Listed records:

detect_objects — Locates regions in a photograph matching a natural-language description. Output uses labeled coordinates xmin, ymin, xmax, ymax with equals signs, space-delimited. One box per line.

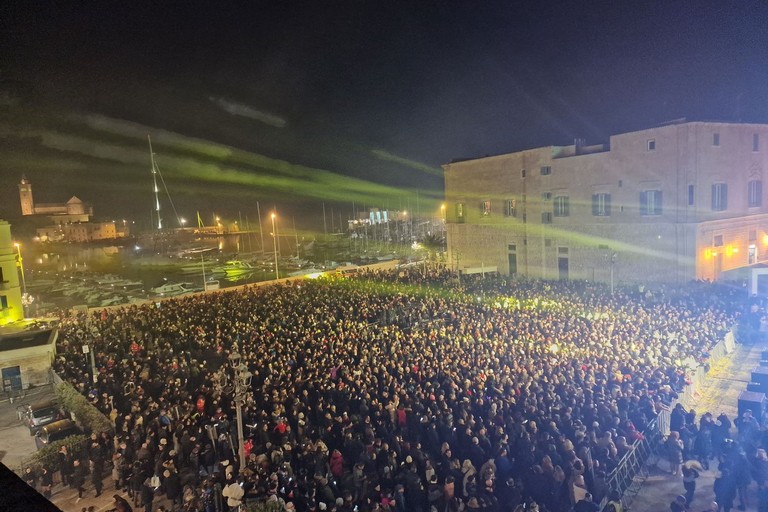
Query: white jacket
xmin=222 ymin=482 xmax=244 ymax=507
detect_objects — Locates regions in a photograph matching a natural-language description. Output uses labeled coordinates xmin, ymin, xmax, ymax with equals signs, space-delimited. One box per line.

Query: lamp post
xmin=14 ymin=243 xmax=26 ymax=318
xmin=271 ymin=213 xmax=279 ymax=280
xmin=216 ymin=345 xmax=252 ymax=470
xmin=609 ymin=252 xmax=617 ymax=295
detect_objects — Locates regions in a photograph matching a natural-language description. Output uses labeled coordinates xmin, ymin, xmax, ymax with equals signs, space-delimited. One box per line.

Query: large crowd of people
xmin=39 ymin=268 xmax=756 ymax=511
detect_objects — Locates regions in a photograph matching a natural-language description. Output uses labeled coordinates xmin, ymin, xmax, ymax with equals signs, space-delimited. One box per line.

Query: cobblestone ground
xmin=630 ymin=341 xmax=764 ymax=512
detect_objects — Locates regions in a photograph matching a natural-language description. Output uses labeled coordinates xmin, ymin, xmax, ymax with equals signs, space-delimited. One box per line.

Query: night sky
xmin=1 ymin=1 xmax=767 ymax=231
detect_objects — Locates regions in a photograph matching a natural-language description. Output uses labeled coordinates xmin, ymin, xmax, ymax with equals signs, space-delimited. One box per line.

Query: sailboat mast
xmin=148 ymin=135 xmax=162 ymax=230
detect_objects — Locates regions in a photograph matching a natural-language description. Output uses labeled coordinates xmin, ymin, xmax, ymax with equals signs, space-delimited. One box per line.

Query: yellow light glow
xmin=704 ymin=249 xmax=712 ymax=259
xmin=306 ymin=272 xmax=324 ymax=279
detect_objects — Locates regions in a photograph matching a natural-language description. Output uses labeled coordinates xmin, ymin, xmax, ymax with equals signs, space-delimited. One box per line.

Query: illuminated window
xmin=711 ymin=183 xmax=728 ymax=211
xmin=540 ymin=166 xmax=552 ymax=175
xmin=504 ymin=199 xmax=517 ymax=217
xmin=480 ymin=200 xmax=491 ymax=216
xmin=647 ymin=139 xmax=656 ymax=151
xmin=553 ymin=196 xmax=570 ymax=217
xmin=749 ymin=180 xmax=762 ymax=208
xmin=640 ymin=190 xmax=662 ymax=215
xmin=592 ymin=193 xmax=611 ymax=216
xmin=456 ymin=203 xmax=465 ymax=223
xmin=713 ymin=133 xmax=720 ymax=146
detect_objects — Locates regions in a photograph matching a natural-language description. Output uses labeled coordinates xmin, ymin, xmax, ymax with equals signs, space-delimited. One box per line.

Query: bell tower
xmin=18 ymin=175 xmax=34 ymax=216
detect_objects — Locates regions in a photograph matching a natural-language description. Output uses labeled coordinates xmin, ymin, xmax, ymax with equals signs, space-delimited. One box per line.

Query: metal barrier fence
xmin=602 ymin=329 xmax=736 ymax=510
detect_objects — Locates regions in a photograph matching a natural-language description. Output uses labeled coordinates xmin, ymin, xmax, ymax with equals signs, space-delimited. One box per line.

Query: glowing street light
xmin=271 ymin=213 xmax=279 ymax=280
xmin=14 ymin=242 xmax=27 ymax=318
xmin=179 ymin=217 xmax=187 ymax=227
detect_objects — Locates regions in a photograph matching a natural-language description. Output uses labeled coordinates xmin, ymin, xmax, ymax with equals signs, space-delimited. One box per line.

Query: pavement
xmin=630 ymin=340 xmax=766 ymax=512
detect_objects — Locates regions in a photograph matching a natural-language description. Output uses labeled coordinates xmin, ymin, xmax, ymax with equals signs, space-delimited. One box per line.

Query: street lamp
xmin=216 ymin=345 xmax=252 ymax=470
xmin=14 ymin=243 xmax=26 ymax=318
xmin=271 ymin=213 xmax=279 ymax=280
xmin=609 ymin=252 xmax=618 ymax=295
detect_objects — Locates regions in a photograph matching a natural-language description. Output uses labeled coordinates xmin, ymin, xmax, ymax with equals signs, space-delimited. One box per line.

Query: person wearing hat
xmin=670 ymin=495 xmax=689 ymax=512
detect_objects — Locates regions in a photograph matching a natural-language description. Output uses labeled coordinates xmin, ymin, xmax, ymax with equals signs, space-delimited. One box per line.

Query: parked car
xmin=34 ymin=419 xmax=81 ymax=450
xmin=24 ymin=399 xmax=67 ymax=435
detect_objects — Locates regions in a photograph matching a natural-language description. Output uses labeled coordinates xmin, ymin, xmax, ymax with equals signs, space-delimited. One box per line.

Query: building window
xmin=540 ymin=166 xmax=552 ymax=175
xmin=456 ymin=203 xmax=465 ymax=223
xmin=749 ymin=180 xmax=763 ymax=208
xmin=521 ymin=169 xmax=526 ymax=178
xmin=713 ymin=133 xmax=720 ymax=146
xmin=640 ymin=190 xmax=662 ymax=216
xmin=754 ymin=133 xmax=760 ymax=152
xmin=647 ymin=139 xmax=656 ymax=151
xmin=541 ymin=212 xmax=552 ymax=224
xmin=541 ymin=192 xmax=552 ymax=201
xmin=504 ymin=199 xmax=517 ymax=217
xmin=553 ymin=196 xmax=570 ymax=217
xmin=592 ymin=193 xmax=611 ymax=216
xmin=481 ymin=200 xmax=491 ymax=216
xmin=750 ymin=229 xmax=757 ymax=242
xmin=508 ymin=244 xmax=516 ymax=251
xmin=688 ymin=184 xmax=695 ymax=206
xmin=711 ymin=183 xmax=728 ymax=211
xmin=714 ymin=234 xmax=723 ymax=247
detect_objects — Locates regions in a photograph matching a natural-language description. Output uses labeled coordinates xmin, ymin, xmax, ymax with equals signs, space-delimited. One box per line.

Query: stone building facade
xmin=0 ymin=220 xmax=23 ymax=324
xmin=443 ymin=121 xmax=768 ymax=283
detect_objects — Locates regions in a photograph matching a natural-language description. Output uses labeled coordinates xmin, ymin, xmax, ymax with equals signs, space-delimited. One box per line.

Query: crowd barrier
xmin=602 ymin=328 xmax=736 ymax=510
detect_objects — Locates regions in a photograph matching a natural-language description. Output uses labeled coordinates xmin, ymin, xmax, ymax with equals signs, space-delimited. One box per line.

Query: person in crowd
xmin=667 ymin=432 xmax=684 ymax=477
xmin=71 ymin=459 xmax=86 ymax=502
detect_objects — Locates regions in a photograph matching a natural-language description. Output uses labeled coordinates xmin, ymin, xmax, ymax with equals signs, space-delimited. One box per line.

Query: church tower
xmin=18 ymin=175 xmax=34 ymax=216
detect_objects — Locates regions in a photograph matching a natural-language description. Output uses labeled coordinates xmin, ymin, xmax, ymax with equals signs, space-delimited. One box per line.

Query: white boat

What you have to do:
Could you restate the entries word for word, skipping any pictures?

Task solution:
detect_objects — Locates regions in a photograph matching a natural-language description. Output uses labeled coordinates xmin, ymin, xmax, ymax with equals signs, space-delimited. One box per line.

Query: white jacket
xmin=222 ymin=482 xmax=244 ymax=507
detect_objects — Locates regions in a photograph matching a natural-language description. Output uses labeled coordinates xmin, ymin, xmax, ymax with equals signs, space-delimited. One box per line.

Query: lamp post
xmin=14 ymin=243 xmax=26 ymax=318
xmin=271 ymin=213 xmax=279 ymax=280
xmin=216 ymin=345 xmax=252 ymax=470
xmin=609 ymin=252 xmax=617 ymax=295
detect_objects — Locates regions in a photograph matching a natural-language description. Output uses labeled coordinates xmin, ymin, xmax, ymax with equals signs, space-delimited. One box per line.

Query: large crowd of people
xmin=39 ymin=268 xmax=756 ymax=511
detect_objects — Locates regions in a photograph matching a natural-language description. Output uses labeled coordinates xmin, ymin, xmax, ymax with equals signs, space-delimited. One box per line.

Query: cobblestone ground
xmin=630 ymin=341 xmax=764 ymax=512
detect_objects — Locates regions in a photograph matching a natural-language description. Output uses labeled coordinates xmin, ymin, xmax, ymax with equals signs, space-delimited. One box per line.

Query: night sky
xmin=1 ymin=1 xmax=767 ymax=231
detect_objects — Locates regions in a photograph matching a natural-language description. Output uses labeled coordinates xmin, ymin, xmax, ymax with equals signs, space-delimited. One box per line.

Query: sailboat mast
xmin=148 ymin=135 xmax=162 ymax=230
detect_objects — Locates regions in a photograph matching a natural-language description. Output uses labeled coordinates xmin, ymin, xmax, ymax with equals signs, space-delimited. One box per line.

Query: yellow light glow
xmin=704 ymin=249 xmax=712 ymax=259
xmin=306 ymin=272 xmax=324 ymax=279
detect_objects — Locates regions in a photograph matching a natural-language description. Output uses labeled coordinates xmin, ymin, xmax, ymax with equals signs, space-delimited. One box per line.

Query: illuminated window
xmin=711 ymin=183 xmax=728 ymax=211
xmin=540 ymin=166 xmax=552 ymax=175
xmin=504 ymin=199 xmax=517 ymax=217
xmin=480 ymin=200 xmax=491 ymax=216
xmin=647 ymin=139 xmax=656 ymax=151
xmin=553 ymin=196 xmax=570 ymax=217
xmin=749 ymin=180 xmax=762 ymax=208
xmin=640 ymin=190 xmax=662 ymax=215
xmin=592 ymin=193 xmax=611 ymax=216
xmin=456 ymin=203 xmax=465 ymax=223
xmin=713 ymin=133 xmax=720 ymax=146
detect_objects — Locates regions in a photograph matching a natural-language description. Output uses labeled coordinates xmin, ymin, xmax, ymax with equals signs, space-delimited. One box per line.

Query: bell tower
xmin=18 ymin=175 xmax=34 ymax=216
detect_objects — Locates regions in a photograph matching a natural-language description. Output uses labeled coordinates xmin, ymin, xmax, ymax with equals signs, space-delimited. One box per line.

Query: metal barrier fence
xmin=602 ymin=329 xmax=736 ymax=510
detect_objects — Locates regions in a photograph matching a natural-language description. Output uses labeled coordinates xmin, ymin, xmax, ymax with equals signs, space-delimited. One box per line.

Query: glowing street light
xmin=271 ymin=213 xmax=279 ymax=280
xmin=14 ymin=242 xmax=27 ymax=318
xmin=179 ymin=217 xmax=187 ymax=227
detect_objects — Locates regions in a photograph matching a natural-language description. Output uses labeled coordinates xmin, ymin, xmax, ymax with equals signs, space-delimited. One box per line.

Query: pavement
xmin=630 ymin=340 xmax=766 ymax=512
detect_objects — Locates regions in a photograph matching a natural-language description. Output uses labeled coordinates xmin, ymin, xmax, ymax with equals signs, space-delimited. One box per line.

Query: street lamp
xmin=216 ymin=345 xmax=252 ymax=470
xmin=14 ymin=243 xmax=26 ymax=318
xmin=271 ymin=213 xmax=279 ymax=280
xmin=609 ymin=252 xmax=618 ymax=295
detect_objects — Locates regions in a photograph matching a natural-language description. Output uses labeled coordinates xmin, ymin, xmax, ymax with equals signs, space-delimited. One box per line.

Query: person wearing hat
xmin=670 ymin=495 xmax=689 ymax=512
detect_objects — Locates regions in a photograph matching a natural-language description. Output uses labeled coordinates xmin, ymin, xmax, ymax with equals signs, space-delimited. One box per line.

Query: parked car
xmin=34 ymin=419 xmax=81 ymax=450
xmin=24 ymin=399 xmax=67 ymax=435
detect_objects — Locates regions in a photograph matching a natural-language description. Output uses labeled coordinates xmin, ymin, xmax, ymax with equals signs, space-delimited. One box per line.

Query: building window
xmin=540 ymin=166 xmax=552 ymax=175
xmin=456 ymin=203 xmax=465 ymax=223
xmin=749 ymin=180 xmax=763 ymax=208
xmin=521 ymin=169 xmax=526 ymax=178
xmin=713 ymin=133 xmax=720 ymax=146
xmin=640 ymin=190 xmax=662 ymax=216
xmin=754 ymin=133 xmax=760 ymax=152
xmin=647 ymin=139 xmax=656 ymax=151
xmin=541 ymin=212 xmax=552 ymax=224
xmin=541 ymin=192 xmax=552 ymax=201
xmin=504 ymin=199 xmax=517 ymax=217
xmin=553 ymin=196 xmax=570 ymax=217
xmin=592 ymin=193 xmax=611 ymax=216
xmin=481 ymin=200 xmax=491 ymax=216
xmin=750 ymin=229 xmax=757 ymax=242
xmin=508 ymin=244 xmax=516 ymax=251
xmin=688 ymin=184 xmax=695 ymax=206
xmin=711 ymin=183 xmax=728 ymax=211
xmin=714 ymin=234 xmax=723 ymax=247
detect_objects — Locates regions in a photograph matching a natural-language description. Output uses labeled coordinates xmin, ymin, xmax, ymax with equals signs, space-delimited. One box per line.

Query: stone building facade
xmin=0 ymin=220 xmax=23 ymax=324
xmin=443 ymin=121 xmax=768 ymax=283
detect_objects — Locates regions in a photograph matching a natural-language description. Output uses labeled coordinates xmin, ymin, xmax, ymax with equals signs, space-delimited. One box per line.

Query: crowd barrier
xmin=602 ymin=328 xmax=736 ymax=510
detect_objects — Locates regions in a photograph matching a natural-language description. Output uses labeled coordinates xmin, ymin, xmax, ymax with equals signs, space-delimited. One box per line.

Query: person in crowd
xmin=667 ymin=432 xmax=684 ymax=477
xmin=71 ymin=459 xmax=86 ymax=502
detect_objects — Locates regions in a photograph matching a natural-language description. Output uses labeled coordinates xmin, ymin, xmax, ymax with equals signs, space-delimited. One box per line.

Query: church tower
xmin=18 ymin=175 xmax=34 ymax=216
detect_objects — Locates regions in a photograph matching a natural-language description. Output uses labeled coordinates xmin, ymin, xmax, ymax with equals signs, space-delimited. One box per line.

Query: white boat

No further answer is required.